=== ИСХОДНЫЙ ОТРЫВОК ===

Лишь дорогой, в психовозке, переводя дух после беседы, подумал я с тоской: "Эх, мало погулял. Всего девять месяцев. Сейчас бы действовать и действовать - самое время начинается".
Одно было хорошо: санитары попались веселые, и всю дорогу рассказывали мы друг дружке анекдоты про Ленина. Так и прикатили в психушку - городскую психиатрическую больницу № 13 в Люблино. - Ну, вылезай, политический. Приехали.
Обычная городская больница - просто рай по сравнению со спецбольницей, и, хотя посадили меня в отделение для беспокойных больных, с запорами понадежней, с режимом пожестче, - уже через пару дней я там освоился. Лучшей рекомендацией мне было то, что меня забрали по приказу КГБ, - никто после этого не сомневался в моей нормальности. Врачи, фельдшера, санитары все были молодые ребята моего возраста или чуть постарше, и мы моментально нашли общий язык, а иногда и общих знакомых.
После первой же беседы со своим врачом, доктором Аркусом, я был уверен, что не только "лечить" он меня не станет, но считает вполне здоровым и постарается сделать все от него зависящее, чтобы освободить. А это было вовсе не просто. Как и везде в СССР, посадить легко, выпустить же - целая проблема. Нужно согласие главврача, а то и целой комиссии. И это еще не все: свое мнение они могли лишь сообщить главному психиатру Москвы, и только он мог принять окончательное решение. Намерений же властей никто не знал - лишь подозревали, что они планируют вернуть меня в Ленинград как "недолечившегося" и "преждевременно выписанного".

===

[ТРЕБОВАНИЯ К УПРАЖНЕНИЮ]
**a.** Воспроизведите без изменений часть отрывка, которая начинается со слов "Одно было хорошо: санитары" и заканчивается словами "и общих знакомых.".
**b.** Как перевести на английский язык предложение из отрывка: «Как и везде в СССР, посадить легко, выпустить же - целая проблема»?

=== ЗАПИСИ НАБОРА ДАННЫХ ===

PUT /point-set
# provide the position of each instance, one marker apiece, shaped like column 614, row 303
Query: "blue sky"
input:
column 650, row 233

===
=== ЗАПИСИ НАБОРА ДАННЫХ ===

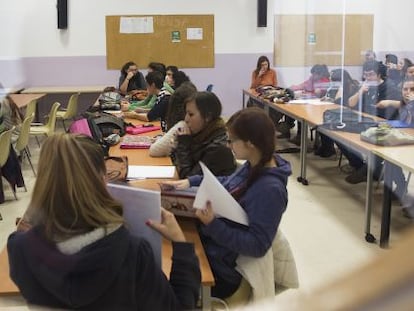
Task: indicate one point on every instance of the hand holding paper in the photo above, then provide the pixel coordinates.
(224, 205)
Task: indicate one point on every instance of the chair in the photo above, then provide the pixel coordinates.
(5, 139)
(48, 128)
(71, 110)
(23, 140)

===
=== ЗАПИСИ НАБОРА ДАННЫХ ===

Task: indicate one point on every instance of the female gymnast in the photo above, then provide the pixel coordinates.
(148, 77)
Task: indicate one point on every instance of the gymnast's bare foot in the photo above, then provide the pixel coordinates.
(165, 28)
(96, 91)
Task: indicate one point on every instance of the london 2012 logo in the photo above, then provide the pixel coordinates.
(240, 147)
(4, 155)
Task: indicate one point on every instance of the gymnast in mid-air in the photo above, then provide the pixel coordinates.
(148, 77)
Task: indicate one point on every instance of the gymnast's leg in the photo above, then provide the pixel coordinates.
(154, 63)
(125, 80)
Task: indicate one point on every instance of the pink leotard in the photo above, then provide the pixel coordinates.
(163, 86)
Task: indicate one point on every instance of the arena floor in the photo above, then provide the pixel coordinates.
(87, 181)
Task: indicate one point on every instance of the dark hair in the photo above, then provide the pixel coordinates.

===

[ОТВЕТЫ ПО ЗАДАНИЯМ]
**a.**
Одно было хорошо: санитары попались веселые, и всю дорогу рассказывали мы друг дружке анекдоты про Ленина. Так и прикатили в психушку - городскую психиатрическую больницу № 13 в Люблино. - Ну, вылезай, политический. Приехали.
Обычная городская больница - просто рай по сравнению со спецбольницей, и, хотя посадили меня в отделение для беспокойных больных, с запорами понадежней, с режимом пожестче, - уже через пару дней я там освоился. Лучшей рекомендацией мне было то, что меня забрали по приказу КГБ, - никто после этого не сомневался в моей нормальности. Врачи, фельдшера, санитары все были молодые ребята моего возраста или чуть постарше, и мы моментально нашли общий язык, а иногда и общих знакомых.

**b.** As everywhere in the USSR, it is easy to lock someone up, but letting them out is a whole problem.